# [Required actions]
**1)** Translate this sentence from the passage on debt collection into Spanish: "The score represents a severe level of collection complexity."
**2)** According to the passage on debt collection, which country is the first non-European country to be ranked?

======== Passage provided

Where is the best place to collect a debt? Unsurprisingly, and like in the previous edition of the Collection Complexity Score (2018), Europe takes the lead. Indeed, European countries account for the top 10 easiest places to collect debts.

Sweden (with a score of 30), Germany (30) and Finland (32) are the best in class, with their scores remaining stable compared to our previous report. New Zealand is the first non-European country to be ranked (12th, with a score of 36, +1 point since 2018), followed by Brazil (20th, 43, stable).

“In Sweden, Germany and Finland, the payment behaviour of domestic companies is good and courts are efficient in delivering timely decisions, thus easing debt collection for companies,” explains Maxime Lemerle, lead analyst for insolvency research at Allianz Trade. “This stands in contrast to other European countries, such as France (10th, 36, stable), and Spain (11th, 36, -1 point), where collecting debt remains extremely complicated when the debtor has become insolvent, especially as far as unsecured creditors are concerned.”

South Africa is ranked in the 43rd place in our collection complexity ranking, ahead of Indonesia with a score of 67 which remains unchanged compared to the previous edition.

The score represents a severe level of collection complexity. Due to financial constraints, most companies pay up to 90 days compared with the average 30- and 60-day terms and conditions which are industry-driven. In some cases, small to medium enterprises are taking as long as 120 to 180 days to settle debts.

Saudi Arabia (91, -3 points), Malaysia (78, stable) and the United Arab Emirates (72, -9 points) are closing the ranking in 2022. Despite some improvements in court-related complexity, international debt collection is three times more complex in Saudi Arabia than in Sweden, Germany and Finland.

================
======== Provided material

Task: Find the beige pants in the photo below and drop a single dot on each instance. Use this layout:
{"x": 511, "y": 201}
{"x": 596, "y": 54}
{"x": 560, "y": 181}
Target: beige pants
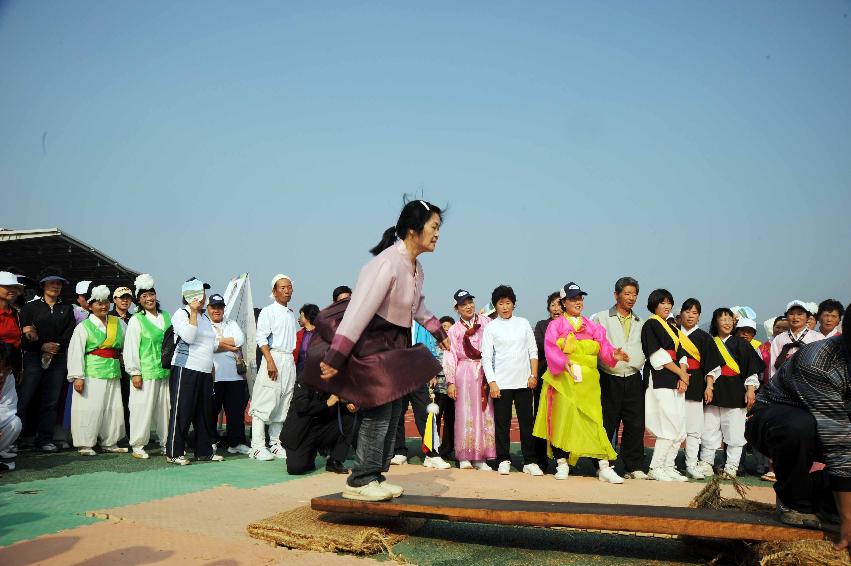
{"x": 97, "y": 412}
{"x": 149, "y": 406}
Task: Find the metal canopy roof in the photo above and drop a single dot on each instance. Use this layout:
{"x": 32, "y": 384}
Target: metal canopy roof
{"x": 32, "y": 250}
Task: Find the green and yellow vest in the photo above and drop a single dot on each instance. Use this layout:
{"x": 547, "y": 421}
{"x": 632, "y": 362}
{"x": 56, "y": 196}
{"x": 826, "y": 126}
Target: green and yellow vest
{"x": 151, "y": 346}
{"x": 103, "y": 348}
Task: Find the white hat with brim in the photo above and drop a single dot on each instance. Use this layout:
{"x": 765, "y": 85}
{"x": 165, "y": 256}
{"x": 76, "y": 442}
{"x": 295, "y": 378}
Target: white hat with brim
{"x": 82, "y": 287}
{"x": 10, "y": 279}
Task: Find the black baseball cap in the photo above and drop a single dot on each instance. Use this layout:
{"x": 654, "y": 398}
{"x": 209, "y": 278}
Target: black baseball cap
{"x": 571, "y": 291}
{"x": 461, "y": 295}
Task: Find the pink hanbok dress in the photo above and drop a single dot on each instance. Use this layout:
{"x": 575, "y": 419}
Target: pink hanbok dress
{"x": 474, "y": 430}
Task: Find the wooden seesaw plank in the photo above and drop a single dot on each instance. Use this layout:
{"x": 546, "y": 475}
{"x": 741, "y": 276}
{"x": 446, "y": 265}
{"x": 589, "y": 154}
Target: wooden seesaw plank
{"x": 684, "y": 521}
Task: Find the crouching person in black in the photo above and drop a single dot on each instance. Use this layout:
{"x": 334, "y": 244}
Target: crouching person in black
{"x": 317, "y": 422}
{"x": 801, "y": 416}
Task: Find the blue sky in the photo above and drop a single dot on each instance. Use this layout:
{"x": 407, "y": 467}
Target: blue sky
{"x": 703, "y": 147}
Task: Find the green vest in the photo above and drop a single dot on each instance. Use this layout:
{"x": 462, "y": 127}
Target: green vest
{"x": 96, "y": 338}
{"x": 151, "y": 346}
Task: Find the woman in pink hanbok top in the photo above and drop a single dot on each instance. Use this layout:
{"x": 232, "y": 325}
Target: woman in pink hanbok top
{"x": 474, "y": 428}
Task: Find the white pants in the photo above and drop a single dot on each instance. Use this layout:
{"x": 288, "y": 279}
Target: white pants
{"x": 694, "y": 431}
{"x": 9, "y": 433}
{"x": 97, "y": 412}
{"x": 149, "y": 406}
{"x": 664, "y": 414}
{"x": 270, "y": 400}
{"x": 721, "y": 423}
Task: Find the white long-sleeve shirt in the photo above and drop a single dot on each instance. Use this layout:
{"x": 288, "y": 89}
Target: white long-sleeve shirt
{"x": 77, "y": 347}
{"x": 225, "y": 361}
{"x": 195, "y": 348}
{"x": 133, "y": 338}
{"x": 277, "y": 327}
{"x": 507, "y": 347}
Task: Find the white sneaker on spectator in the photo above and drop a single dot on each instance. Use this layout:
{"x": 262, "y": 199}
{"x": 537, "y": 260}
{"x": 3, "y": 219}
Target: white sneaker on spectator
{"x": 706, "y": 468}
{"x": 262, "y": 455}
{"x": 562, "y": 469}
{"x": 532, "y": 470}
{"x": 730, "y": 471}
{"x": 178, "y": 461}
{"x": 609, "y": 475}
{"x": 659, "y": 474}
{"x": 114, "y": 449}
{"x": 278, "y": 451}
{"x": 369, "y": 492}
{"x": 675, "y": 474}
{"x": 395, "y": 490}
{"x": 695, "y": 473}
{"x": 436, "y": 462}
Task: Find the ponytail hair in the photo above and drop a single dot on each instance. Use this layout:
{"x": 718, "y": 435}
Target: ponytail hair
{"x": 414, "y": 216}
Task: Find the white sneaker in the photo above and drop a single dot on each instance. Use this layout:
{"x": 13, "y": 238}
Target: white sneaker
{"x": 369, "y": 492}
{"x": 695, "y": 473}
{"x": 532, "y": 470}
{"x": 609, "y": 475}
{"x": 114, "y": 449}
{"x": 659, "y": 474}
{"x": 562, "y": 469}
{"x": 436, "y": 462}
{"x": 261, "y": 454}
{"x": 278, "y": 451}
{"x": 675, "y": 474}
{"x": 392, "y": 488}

================

# [Responses per task]
**1)** La puntuación representa un nivel severo de complejidad en el cobro.

**2)** New Zealand, ranked 12th with a score of 36.